■ Exercise inputs ■
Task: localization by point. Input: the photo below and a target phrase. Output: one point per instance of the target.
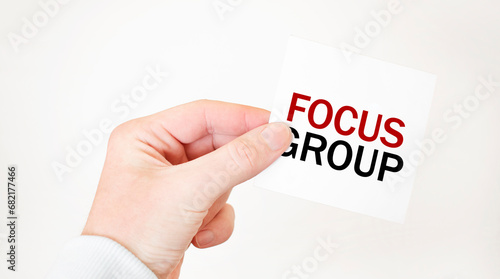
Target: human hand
(167, 177)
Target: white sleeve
(98, 257)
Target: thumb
(237, 161)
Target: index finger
(202, 126)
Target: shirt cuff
(98, 257)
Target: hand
(167, 177)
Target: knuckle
(244, 154)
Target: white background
(64, 80)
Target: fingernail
(205, 237)
(276, 135)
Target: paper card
(356, 123)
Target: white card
(327, 100)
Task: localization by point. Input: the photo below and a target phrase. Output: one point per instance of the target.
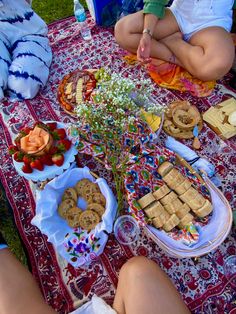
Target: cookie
(80, 185)
(64, 206)
(97, 198)
(98, 208)
(72, 216)
(69, 193)
(88, 220)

■ What the task asks ■
For the data above, return an exact copy that contains no pictures.

■ Solved exercise ■
Task: localization by point. Input: the photo below and a target phrase. Output: one point per instance of the target.
Target: human hand
(167, 177)
Target: white sleeve
(98, 257)
Target: thumb
(237, 161)
Target: index finger
(202, 126)
Target: shirt cuff
(98, 257)
Target: hand
(167, 177)
Target: knuckle
(244, 154)
Target: white background
(64, 80)
Target: fingernail
(205, 237)
(276, 135)
Target: paper card
(356, 123)
Target: white card
(327, 100)
Task: localization by point. Input: the photo below and a target phrase. Output: one point per instance of the target.
Target: cookie
(80, 185)
(64, 206)
(97, 198)
(98, 208)
(72, 216)
(69, 193)
(88, 220)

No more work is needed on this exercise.